WHAT IS EXPECTED:
Edit the data below by replacing every occurrence of "even-odd rule" with "nonzero winding rule", leaving all other characters unchanged.

· · · · · · ·

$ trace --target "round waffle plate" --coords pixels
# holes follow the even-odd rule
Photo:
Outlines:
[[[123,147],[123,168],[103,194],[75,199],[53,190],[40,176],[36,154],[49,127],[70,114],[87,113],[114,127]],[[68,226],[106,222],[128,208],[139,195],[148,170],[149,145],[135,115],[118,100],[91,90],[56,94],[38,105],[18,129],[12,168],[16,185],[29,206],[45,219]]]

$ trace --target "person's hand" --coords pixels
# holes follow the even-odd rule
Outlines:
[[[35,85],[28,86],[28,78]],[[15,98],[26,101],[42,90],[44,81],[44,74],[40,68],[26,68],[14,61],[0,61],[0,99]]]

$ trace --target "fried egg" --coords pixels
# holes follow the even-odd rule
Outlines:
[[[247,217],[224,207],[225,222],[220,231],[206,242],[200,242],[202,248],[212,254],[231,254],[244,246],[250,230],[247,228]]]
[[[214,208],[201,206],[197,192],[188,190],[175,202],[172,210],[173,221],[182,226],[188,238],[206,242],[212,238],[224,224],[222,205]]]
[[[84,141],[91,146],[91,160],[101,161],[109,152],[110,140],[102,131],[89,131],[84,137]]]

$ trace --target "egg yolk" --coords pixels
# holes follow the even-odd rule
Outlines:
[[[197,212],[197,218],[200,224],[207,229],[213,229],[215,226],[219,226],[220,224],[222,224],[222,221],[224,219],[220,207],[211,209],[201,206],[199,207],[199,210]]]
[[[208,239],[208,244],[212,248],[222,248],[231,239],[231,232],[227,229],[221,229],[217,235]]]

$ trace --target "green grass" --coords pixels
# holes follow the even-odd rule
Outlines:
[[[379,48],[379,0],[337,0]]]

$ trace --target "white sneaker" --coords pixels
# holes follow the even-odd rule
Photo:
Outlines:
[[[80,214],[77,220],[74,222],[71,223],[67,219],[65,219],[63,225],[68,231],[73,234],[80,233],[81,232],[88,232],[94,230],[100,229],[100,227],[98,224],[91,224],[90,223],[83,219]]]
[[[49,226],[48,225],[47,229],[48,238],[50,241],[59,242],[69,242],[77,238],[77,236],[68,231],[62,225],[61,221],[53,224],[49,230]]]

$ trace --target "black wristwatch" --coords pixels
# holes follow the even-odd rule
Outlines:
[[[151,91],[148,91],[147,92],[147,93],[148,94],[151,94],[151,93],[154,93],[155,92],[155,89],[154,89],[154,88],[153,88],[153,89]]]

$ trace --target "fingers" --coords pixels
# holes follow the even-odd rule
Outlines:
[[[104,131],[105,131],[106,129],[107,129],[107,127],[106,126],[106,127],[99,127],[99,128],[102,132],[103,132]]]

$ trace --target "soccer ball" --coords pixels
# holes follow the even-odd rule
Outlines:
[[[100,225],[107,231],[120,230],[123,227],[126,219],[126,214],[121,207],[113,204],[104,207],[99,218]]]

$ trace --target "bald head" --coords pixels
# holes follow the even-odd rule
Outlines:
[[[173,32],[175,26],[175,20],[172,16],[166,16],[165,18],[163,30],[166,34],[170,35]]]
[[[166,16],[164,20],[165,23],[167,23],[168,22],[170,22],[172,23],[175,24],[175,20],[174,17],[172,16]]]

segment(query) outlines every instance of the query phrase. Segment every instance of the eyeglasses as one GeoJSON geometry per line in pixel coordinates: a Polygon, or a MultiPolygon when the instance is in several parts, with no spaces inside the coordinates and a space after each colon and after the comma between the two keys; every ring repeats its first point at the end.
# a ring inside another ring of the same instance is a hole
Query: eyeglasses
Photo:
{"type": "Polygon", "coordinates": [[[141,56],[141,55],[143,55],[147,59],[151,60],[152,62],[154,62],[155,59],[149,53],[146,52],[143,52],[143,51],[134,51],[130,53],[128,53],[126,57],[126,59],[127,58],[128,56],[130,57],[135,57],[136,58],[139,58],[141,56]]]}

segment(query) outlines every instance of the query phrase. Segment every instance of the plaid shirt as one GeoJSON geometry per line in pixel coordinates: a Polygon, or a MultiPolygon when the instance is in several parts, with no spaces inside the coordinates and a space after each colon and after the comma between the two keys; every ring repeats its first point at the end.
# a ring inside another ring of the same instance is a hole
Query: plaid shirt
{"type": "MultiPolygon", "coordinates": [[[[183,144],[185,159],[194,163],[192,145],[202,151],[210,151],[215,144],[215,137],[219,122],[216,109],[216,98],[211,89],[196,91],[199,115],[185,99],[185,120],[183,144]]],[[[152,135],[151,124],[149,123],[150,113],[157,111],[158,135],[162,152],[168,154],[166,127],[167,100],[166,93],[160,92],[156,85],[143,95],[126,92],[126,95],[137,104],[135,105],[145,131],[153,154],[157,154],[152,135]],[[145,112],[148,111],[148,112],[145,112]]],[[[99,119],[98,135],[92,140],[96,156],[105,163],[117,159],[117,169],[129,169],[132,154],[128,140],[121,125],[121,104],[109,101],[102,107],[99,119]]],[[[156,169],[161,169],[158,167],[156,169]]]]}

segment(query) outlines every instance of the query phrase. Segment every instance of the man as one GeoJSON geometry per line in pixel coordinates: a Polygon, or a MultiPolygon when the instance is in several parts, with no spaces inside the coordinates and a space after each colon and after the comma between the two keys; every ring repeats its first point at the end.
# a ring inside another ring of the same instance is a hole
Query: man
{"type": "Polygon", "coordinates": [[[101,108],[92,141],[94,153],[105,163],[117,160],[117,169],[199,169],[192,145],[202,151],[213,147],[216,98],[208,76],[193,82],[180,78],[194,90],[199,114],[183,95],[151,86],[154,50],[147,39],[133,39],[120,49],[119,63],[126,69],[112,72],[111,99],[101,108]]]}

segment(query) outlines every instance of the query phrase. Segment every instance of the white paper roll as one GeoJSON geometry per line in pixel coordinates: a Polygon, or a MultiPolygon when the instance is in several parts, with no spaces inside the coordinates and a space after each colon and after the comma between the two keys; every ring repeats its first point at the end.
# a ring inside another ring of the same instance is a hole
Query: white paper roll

· · · · · · ·

THE OUTPUT:
$ trace --target "round waffle plate" --coords pixels
# holes follow the nonzero winding rule
Photo:
Outlines:
[[[123,147],[123,168],[103,194],[75,199],[53,190],[40,176],[36,154],[49,127],[70,114],[87,113],[114,127]],[[68,226],[106,222],[128,208],[139,195],[148,170],[149,145],[135,115],[118,100],[91,90],[56,94],[38,105],[18,129],[12,168],[16,185],[29,206],[45,219]]]

$ trace --target "person's hand" --coords pixels
# holes follow the nonzero winding rule
Outlines:
[[[35,85],[28,86],[28,78]],[[15,98],[26,101],[42,90],[44,81],[44,74],[40,68],[26,68],[14,61],[0,61],[0,99]]]

$ trace --target "fried egg" --coords pixels
# holes follow the nonzero winding rule
Outlines:
[[[247,217],[224,207],[225,222],[220,231],[206,242],[200,242],[202,248],[212,254],[231,254],[244,246],[250,230],[247,228]]]
[[[214,208],[201,206],[197,192],[188,190],[175,202],[172,210],[173,221],[182,226],[188,238],[206,242],[212,238],[224,224],[222,205]]]
[[[84,141],[91,146],[91,160],[101,161],[109,152],[110,140],[102,131],[89,131],[84,137]]]

$ trace --target "egg yolk" --coords pixels
# holes follow the nonzero winding rule
Outlines:
[[[197,212],[197,218],[200,224],[207,229],[213,229],[215,226],[219,226],[220,224],[222,224],[222,221],[224,219],[220,207],[211,209],[201,206],[199,207],[199,210]]]
[[[208,239],[208,244],[212,248],[222,248],[231,239],[231,232],[227,229],[221,229],[217,235]]]

$ trace --target "green grass" --coords pixels
# holes follow the nonzero winding rule
Outlines:
[[[379,48],[379,0],[337,0]]]

$ trace --target "white sneaker" --coords pixels
# holes follow the nonzero winding rule
Photo:
Outlines:
[[[80,214],[77,220],[74,222],[71,223],[67,219],[65,219],[63,225],[68,231],[73,234],[80,233],[81,232],[88,232],[94,230],[100,229],[100,227],[98,224],[91,224],[90,223],[83,219]]]
[[[49,226],[48,225],[47,229],[48,238],[50,241],[59,242],[69,242],[77,238],[77,236],[68,231],[62,225],[61,221],[53,224],[49,230]]]

$ trace --target "black wristwatch" --coords pixels
# holes follow the nonzero winding rule
Outlines:
[[[151,91],[148,91],[147,92],[147,93],[148,94],[151,94],[151,93],[154,93],[155,92],[155,89],[154,89],[154,88],[153,88],[153,89]]]

$ trace --target "fingers" --coords pixels
# holes follow the nonzero winding rule
Outlines:
[[[104,131],[105,131],[106,129],[107,129],[107,127],[106,126],[106,127],[99,127],[99,128],[102,132],[103,132]]]

$ trace --target "soccer ball" --coords pixels
# holes follow the nonzero winding rule
Outlines:
[[[100,225],[107,231],[120,230],[123,227],[126,219],[126,214],[121,207],[113,204],[104,207],[99,218]]]

$ trace --target "bald head" --coords pixels
# holes follow the nonzero winding rule
Outlines:
[[[173,32],[175,26],[175,20],[172,16],[166,16],[165,18],[163,30],[166,34],[170,35]]]
[[[166,16],[164,20],[165,23],[167,23],[168,22],[170,22],[172,23],[175,24],[175,20],[174,17],[172,16]]]

segment(query) outlines every instance of the query phrase. Segment every instance of the eyeglasses as one GeoJSON geometry per line in pixel coordinates: a Polygon, or a MultiPolygon when the instance is in several parts, with no spaces inside the coordinates and a space after each colon and after the comma between the two keys; every ring repeats its first point at the end.
# a ring inside another ring of the same instance is a hole
Query: eyeglasses
Photo:
{"type": "Polygon", "coordinates": [[[141,56],[141,55],[143,55],[147,59],[151,60],[152,62],[154,62],[155,59],[149,53],[146,52],[143,52],[143,51],[134,51],[130,53],[128,53],[126,57],[126,59],[127,58],[128,56],[130,57],[135,57],[136,58],[139,58],[141,56]]]}

segment(query) outlines every instance of the query phrase. Segment every instance of the plaid shirt as one GeoJSON geometry per line in pixel coordinates: a Polygon, or a MultiPolygon when the instance is in several parts, with no spaces inside the coordinates and a space after each colon and after the comma between the two keys; every ring repeats its first point at the end.
# a ring inside another ring of the same instance is a hole
Query: plaid shirt
{"type": "MultiPolygon", "coordinates": [[[[183,144],[185,159],[194,163],[192,145],[202,151],[210,151],[215,144],[215,137],[219,122],[216,109],[216,98],[211,89],[196,91],[199,115],[185,99],[185,120],[183,144]]],[[[152,135],[151,124],[149,123],[150,113],[157,111],[158,135],[162,152],[168,154],[166,127],[167,100],[166,93],[160,92],[156,85],[143,95],[126,92],[126,95],[137,104],[135,105],[145,131],[153,154],[157,154],[152,135]],[[145,112],[148,111],[148,112],[145,112]]],[[[99,119],[98,135],[92,140],[96,156],[105,163],[117,159],[117,169],[129,169],[132,154],[128,140],[121,125],[121,104],[109,101],[102,107],[99,119]]],[[[156,169],[161,169],[158,167],[156,169]]]]}

segment(query) outlines every instance of the query phrase. Segment every instance of the man as one GeoJSON geometry per line in pixel coordinates: a Polygon, or a MultiPolygon when the instance is in several parts, with no spaces inside the coordinates and a space after each colon and after the comma between the two keys; every ring repeats its first point at the end.
# a ring inside another ring of the same instance is a hole
Query: man
{"type": "Polygon", "coordinates": [[[101,108],[92,141],[94,153],[105,163],[117,160],[117,169],[199,169],[192,145],[202,151],[213,147],[216,98],[208,76],[193,82],[180,78],[194,90],[199,114],[183,95],[151,86],[154,50],[147,39],[133,39],[120,49],[119,63],[126,69],[112,72],[111,99],[101,108]]]}

segment(query) outlines every instance of the query phrase. Segment every instance of the white paper roll as one GeoJSON geometry per line in pixel coordinates: a Polygon, or a MultiPolygon when the instance is in several parts, with no spaces inside the coordinates and a space after each colon and after the comma between the two keys; every ring repeats its first point at the end.
# a ring inside another ring of the same instance is a hole
Query: white paper roll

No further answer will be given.